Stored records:
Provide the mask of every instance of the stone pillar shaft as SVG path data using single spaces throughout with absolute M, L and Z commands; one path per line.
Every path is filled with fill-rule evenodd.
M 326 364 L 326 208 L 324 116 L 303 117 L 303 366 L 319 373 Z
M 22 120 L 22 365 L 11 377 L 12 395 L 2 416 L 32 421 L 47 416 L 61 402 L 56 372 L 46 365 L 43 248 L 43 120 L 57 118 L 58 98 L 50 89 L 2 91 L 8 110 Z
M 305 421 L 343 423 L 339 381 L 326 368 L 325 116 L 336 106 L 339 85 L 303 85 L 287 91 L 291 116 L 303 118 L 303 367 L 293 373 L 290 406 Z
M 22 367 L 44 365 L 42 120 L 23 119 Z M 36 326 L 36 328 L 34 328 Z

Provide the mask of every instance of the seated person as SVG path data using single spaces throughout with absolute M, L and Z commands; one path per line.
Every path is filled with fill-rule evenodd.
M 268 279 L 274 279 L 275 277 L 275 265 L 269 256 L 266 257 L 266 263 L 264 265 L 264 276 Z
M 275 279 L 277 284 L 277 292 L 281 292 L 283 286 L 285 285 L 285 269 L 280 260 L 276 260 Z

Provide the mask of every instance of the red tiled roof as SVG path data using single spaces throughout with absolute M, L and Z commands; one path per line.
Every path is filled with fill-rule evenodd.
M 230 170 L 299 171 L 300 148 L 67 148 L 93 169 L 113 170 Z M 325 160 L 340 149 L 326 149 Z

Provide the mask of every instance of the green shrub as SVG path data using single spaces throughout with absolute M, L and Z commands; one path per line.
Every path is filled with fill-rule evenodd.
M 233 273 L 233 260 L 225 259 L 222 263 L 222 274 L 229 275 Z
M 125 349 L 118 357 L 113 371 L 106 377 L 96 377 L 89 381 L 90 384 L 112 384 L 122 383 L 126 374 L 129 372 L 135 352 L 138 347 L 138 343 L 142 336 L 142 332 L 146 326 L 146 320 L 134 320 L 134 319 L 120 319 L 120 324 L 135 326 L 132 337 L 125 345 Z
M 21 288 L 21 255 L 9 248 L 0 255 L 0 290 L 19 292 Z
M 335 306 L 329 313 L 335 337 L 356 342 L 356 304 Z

▸ Work to do:
Revise the lines from the start of the records through the line containing "M 326 364 L", replacing "stone pillar shaft" with "column shaft" and leaving everything else unchanged.

▸ Answer to this exercise:
Provide the mask of every instance of the column shaft as SVG path data using single spaces throughout with absolute M, L and Z commands; one path per line.
Every path is filled with fill-rule evenodd.
M 326 364 L 326 208 L 324 116 L 303 117 L 303 366 L 319 373 Z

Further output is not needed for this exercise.